** BEGIN **
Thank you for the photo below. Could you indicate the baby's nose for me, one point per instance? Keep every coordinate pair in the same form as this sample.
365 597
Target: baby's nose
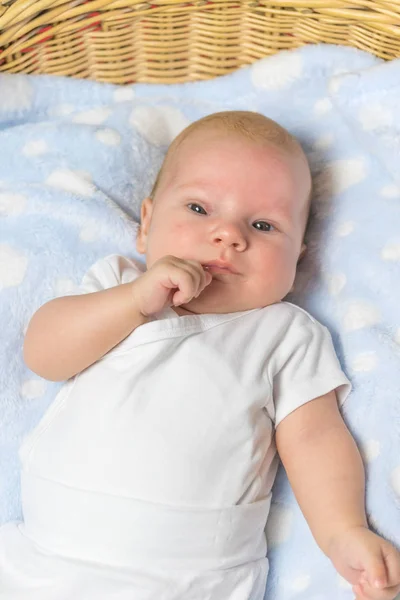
230 234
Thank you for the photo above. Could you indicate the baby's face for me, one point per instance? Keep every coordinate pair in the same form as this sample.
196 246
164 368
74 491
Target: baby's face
224 198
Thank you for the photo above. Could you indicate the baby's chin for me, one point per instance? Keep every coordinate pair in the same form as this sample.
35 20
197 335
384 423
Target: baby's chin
200 307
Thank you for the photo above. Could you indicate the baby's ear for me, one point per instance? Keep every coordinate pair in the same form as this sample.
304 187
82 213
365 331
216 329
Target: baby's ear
146 211
303 251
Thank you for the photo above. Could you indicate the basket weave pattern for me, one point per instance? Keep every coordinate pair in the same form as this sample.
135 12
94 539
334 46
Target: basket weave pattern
168 41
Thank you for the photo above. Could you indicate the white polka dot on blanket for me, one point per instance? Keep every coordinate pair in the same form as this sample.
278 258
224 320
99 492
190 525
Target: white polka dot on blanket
374 116
344 228
323 142
339 175
279 525
335 282
108 136
61 110
16 93
35 148
395 480
124 94
95 116
390 191
75 182
364 362
13 265
12 204
276 72
359 315
391 251
323 106
370 450
33 388
158 124
64 286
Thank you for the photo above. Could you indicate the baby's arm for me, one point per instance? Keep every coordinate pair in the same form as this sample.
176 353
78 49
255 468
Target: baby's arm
69 334
324 468
326 472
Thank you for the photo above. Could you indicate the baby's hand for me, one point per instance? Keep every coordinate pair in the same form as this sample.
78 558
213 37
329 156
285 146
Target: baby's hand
368 562
170 281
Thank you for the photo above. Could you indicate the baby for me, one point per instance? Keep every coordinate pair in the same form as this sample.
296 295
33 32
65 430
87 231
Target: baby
150 476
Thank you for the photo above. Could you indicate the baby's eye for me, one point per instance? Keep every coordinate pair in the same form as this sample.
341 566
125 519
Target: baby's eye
197 208
263 226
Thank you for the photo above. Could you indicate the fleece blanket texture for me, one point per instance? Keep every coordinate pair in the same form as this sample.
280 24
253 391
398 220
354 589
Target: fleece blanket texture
77 158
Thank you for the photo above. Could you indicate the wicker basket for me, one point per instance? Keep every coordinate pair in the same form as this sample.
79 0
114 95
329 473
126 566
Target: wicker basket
123 41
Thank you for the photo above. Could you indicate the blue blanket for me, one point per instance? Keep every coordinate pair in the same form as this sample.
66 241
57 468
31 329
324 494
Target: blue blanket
77 158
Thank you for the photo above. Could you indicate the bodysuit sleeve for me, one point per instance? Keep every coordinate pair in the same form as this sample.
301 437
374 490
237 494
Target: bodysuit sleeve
109 272
305 368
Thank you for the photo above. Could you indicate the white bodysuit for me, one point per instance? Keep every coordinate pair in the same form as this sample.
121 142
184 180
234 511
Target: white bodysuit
149 477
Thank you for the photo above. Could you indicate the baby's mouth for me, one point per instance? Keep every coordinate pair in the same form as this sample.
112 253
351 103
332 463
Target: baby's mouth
219 267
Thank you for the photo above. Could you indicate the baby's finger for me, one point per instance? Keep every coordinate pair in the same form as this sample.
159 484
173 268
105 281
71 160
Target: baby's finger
392 559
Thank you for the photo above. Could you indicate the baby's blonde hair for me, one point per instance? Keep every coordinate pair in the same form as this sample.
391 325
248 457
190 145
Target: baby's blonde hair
251 125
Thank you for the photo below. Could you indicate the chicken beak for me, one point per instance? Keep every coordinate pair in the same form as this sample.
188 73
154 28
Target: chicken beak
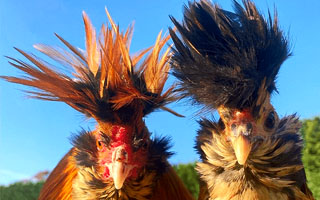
120 169
242 148
120 172
241 133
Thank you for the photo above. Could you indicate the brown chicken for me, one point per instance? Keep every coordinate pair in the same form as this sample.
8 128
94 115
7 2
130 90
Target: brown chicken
229 62
118 160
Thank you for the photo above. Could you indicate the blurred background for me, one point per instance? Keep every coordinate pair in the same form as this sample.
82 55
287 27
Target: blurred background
34 134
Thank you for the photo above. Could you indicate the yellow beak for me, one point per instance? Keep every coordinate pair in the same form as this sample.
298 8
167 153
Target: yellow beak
242 148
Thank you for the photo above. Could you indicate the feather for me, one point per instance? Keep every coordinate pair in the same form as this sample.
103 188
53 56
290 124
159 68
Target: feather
105 83
241 49
91 45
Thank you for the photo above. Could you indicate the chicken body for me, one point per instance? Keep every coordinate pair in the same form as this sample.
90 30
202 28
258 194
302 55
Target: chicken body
120 159
228 62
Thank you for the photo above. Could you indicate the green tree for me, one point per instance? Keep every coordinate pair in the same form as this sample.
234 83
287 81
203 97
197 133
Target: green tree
189 176
21 191
311 153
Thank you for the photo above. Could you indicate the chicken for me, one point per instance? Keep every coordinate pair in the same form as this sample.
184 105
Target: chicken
119 159
228 62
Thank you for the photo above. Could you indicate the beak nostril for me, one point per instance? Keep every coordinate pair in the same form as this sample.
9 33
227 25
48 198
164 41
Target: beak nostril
249 127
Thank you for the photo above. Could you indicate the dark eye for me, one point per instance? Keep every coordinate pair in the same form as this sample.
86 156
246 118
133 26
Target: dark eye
144 145
99 145
270 120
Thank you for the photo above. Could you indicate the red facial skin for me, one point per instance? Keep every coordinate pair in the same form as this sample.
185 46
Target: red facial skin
121 137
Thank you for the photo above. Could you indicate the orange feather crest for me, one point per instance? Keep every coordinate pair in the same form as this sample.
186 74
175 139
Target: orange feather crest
104 80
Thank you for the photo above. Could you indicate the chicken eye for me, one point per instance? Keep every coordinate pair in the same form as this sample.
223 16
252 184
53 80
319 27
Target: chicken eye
144 146
99 145
270 120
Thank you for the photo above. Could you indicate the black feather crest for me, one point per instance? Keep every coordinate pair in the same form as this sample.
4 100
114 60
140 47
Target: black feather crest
223 58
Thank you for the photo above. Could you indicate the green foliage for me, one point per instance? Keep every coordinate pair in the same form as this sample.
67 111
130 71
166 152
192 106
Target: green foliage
311 153
21 191
189 176
311 159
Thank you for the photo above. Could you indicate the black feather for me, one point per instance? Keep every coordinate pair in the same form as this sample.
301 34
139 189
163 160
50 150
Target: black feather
223 58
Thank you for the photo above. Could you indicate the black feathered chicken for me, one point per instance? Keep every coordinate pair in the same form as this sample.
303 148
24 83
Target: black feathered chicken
228 61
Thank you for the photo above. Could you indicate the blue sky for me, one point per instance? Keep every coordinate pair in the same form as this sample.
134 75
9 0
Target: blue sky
34 134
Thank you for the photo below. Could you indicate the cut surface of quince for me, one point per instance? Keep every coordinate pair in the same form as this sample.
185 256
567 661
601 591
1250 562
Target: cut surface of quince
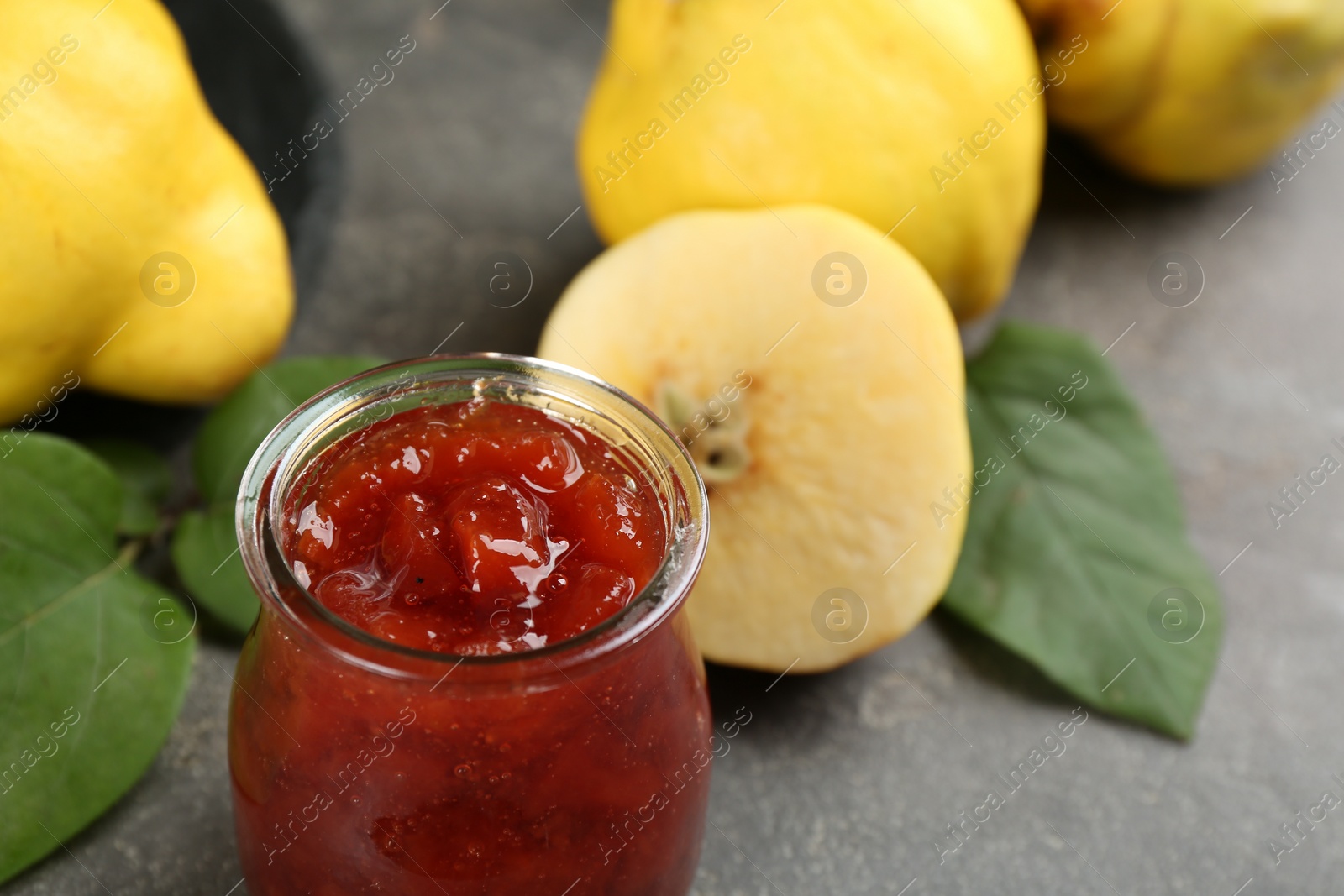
815 374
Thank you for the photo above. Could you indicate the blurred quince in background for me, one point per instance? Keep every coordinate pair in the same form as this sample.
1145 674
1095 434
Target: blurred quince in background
925 118
139 249
1189 92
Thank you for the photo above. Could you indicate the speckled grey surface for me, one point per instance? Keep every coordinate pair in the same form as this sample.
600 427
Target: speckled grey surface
843 783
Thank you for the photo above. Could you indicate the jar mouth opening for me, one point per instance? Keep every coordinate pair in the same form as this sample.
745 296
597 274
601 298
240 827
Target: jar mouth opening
289 453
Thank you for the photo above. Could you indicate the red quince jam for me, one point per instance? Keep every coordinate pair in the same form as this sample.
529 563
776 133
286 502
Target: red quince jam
475 528
470 528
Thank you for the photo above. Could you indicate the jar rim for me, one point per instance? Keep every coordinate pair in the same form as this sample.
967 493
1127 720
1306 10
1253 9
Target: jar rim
281 457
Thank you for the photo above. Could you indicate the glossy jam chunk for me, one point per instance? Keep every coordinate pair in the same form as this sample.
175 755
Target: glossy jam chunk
474 528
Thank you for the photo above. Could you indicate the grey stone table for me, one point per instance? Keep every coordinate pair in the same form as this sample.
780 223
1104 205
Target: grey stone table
842 783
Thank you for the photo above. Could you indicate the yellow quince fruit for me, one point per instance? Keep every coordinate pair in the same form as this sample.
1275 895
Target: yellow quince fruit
815 372
140 251
922 117
1187 92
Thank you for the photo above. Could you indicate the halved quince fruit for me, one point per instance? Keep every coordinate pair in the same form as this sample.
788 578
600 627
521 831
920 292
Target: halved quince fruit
816 374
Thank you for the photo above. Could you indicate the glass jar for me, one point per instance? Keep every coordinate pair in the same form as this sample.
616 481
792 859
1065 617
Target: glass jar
362 766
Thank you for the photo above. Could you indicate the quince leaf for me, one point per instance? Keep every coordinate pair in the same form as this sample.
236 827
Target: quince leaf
145 477
205 547
1075 553
94 658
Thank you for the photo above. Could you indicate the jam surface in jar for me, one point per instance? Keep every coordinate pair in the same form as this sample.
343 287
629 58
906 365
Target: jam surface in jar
470 530
475 528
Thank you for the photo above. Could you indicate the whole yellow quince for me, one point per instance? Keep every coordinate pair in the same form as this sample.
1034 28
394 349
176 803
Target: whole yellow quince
922 117
1189 92
140 251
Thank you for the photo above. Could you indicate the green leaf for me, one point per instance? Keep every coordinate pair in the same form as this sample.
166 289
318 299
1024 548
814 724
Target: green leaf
94 658
147 479
1075 553
237 426
205 548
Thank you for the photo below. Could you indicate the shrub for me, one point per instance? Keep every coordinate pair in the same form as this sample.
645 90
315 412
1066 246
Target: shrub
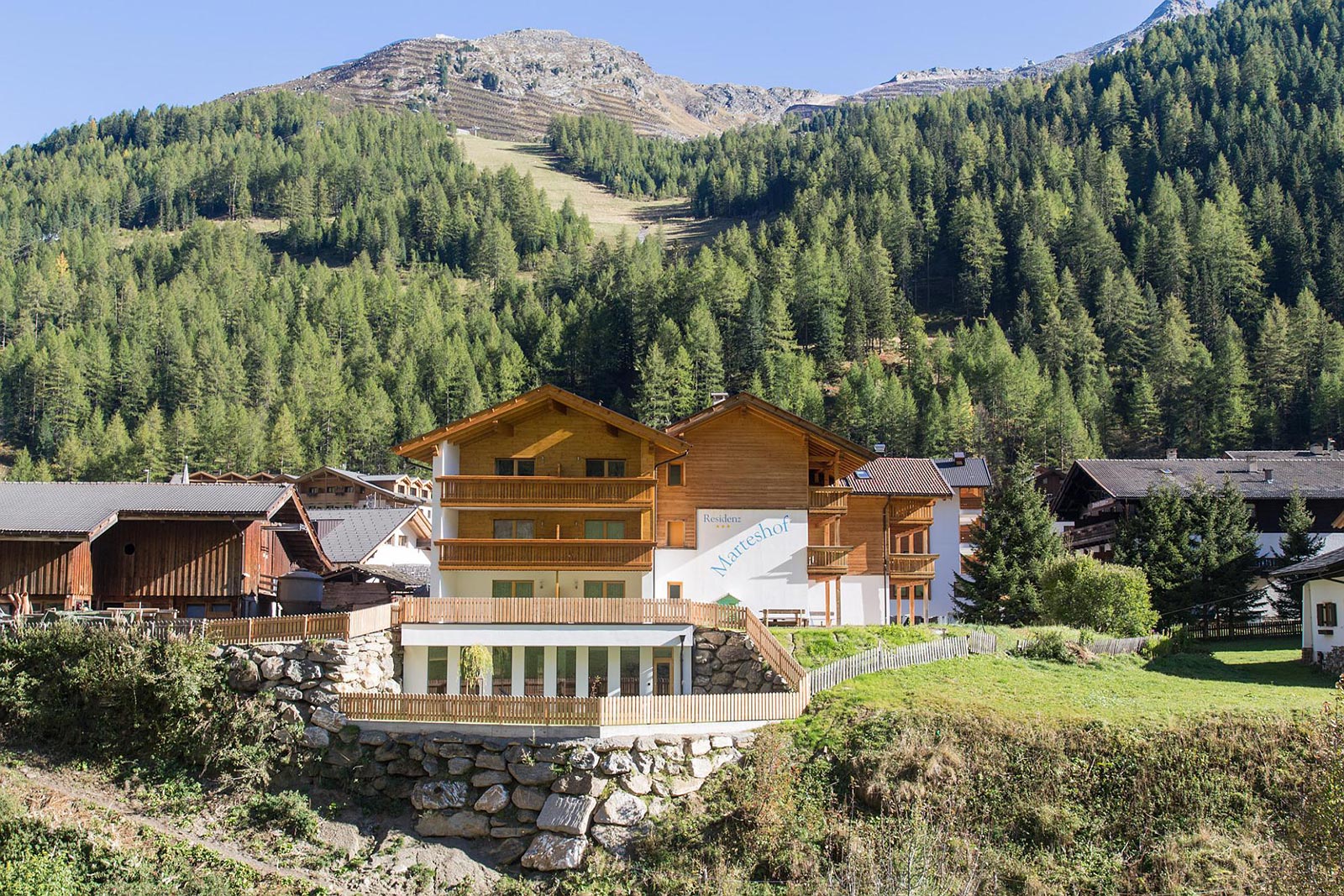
1105 597
286 812
113 694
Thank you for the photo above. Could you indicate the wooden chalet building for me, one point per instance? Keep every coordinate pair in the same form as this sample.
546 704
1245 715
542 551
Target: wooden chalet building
1099 495
199 550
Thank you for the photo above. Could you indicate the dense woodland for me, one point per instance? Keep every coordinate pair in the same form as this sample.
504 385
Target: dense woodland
1142 254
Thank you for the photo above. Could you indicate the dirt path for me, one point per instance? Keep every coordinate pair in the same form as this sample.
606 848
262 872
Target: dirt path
60 785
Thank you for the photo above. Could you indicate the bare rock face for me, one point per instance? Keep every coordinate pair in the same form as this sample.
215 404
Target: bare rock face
554 852
566 813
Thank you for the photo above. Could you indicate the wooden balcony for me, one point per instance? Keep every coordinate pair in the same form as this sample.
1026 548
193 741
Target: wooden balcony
544 492
832 500
546 553
913 566
828 559
570 611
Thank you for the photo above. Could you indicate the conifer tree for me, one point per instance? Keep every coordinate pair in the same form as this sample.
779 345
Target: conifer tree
1014 542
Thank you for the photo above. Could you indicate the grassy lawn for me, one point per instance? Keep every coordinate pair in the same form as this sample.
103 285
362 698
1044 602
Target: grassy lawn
816 647
1247 676
608 212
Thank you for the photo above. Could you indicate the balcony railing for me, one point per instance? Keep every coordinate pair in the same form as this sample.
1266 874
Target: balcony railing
544 492
570 611
913 566
831 499
828 559
544 553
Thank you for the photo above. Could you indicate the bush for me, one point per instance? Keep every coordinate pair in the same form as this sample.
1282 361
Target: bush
286 812
112 694
1104 597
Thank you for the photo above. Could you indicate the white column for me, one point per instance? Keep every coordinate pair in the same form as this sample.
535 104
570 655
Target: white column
645 671
613 672
454 669
549 671
517 685
581 672
416 669
687 664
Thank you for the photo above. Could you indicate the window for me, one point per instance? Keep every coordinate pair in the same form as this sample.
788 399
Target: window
437 671
515 466
501 589
604 528
600 468
501 669
1327 614
514 530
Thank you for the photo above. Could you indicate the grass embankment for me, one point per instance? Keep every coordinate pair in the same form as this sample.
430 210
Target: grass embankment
1263 676
608 212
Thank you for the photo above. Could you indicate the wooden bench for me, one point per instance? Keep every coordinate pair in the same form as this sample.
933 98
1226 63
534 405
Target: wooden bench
788 618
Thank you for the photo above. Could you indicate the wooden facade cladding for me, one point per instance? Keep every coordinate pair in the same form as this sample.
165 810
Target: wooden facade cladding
46 569
738 459
546 553
544 490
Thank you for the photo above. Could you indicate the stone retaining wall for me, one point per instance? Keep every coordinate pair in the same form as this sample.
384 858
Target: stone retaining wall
541 804
729 663
311 674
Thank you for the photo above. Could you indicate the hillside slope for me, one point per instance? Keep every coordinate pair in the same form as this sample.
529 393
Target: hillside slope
511 85
934 81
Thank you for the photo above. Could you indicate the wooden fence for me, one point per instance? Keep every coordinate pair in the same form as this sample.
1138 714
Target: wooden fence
575 711
1265 629
882 660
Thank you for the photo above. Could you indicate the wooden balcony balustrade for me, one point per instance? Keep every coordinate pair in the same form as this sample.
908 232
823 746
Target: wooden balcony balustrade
544 492
828 559
544 553
913 566
569 611
828 500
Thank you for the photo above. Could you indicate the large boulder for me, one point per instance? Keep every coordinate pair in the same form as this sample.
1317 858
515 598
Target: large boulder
622 809
554 852
566 815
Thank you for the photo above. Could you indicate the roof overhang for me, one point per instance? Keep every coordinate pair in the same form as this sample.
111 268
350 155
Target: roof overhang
421 449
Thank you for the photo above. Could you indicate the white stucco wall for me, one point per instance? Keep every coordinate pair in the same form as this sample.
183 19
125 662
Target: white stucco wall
1316 638
759 557
944 540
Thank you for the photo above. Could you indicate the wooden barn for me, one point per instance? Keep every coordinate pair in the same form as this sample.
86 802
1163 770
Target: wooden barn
199 550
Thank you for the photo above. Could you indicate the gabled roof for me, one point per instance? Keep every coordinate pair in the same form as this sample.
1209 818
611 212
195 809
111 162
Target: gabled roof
1323 566
1320 479
913 476
820 441
353 535
974 472
421 449
84 511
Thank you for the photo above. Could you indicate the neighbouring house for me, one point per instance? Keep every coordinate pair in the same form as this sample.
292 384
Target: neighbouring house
952 520
582 548
1321 579
1097 496
893 564
201 550
378 553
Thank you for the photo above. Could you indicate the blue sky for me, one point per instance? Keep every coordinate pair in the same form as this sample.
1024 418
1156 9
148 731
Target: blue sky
71 60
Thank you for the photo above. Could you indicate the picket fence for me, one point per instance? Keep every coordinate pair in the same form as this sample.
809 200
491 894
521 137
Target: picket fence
882 660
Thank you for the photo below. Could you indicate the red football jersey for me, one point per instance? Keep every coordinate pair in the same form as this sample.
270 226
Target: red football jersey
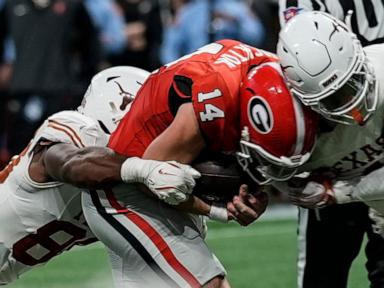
210 78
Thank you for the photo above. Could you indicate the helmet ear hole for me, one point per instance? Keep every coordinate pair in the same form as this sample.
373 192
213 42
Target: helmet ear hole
109 94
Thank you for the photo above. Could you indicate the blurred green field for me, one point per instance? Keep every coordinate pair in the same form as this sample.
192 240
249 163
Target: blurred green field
260 256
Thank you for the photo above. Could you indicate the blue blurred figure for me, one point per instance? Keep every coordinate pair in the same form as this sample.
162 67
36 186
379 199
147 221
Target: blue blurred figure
110 24
203 21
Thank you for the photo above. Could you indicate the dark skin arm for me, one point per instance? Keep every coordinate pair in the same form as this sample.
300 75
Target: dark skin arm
98 167
90 167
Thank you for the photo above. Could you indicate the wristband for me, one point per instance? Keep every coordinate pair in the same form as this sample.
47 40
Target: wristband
129 168
218 212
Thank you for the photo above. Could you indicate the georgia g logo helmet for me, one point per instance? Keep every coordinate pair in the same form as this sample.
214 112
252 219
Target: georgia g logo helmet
260 114
278 132
110 94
** END **
→ **Exercise**
Every line from the one containing "Thank you for the photo above. Could you indicate the picket" through the last line of the data is to be retyped exactly, with nothing added and no pictures included.

→ **Output for this exercise**
Thank you for the photo above. Could you indicate the picket fence for me, one point per instance? Keep every coordinate pair in the same form as this sample.
809 200
491 894
521 137
Target: picket fence
882 660
Thank you for the photo below. Could you indicate the red football jersey for me, one point per instance? Keep every coordinate pair in the same form as this sample.
270 226
Target: red football jersey
210 78
Thank you for the photo above. Could you indicate the helmet ear hole for me, one point per instance? Keep every coordinate pair in the same form as this sample.
373 192
213 42
Target: helmet ear hole
109 94
Thank you for the photo above. Could you indicate the blurred green field for me, one point per instance? Keep every coordinate pair in the same form as this sample.
192 240
249 163
Target: blurred green field
260 256
Thank you for the photo above. Could you indicate the blue blurred figure for me, one point per instance? Keep every coordinate pair in the same form as this sample.
162 67
36 186
379 199
147 221
Target: blue blurred figure
110 24
203 21
Thank you for the photo above. Could you indicate the dark skin arm for me, one point per instance? Keep every coordinate pair in the same form as this sample.
300 75
Target: dark skin arm
98 167
90 167
Thank you for the photo above. Could you indicate the wristband for me, one point per instance? Keep every coordinate pair in the same form as this sample.
47 40
Target: wristband
129 168
218 212
Thank you for the photo above. Could you indicate the georgia g logo helmet for me, one point per instance? Keep every coordinate pair in the same form as this sample.
214 112
252 219
Target: georgia g logo helmet
260 114
278 132
110 94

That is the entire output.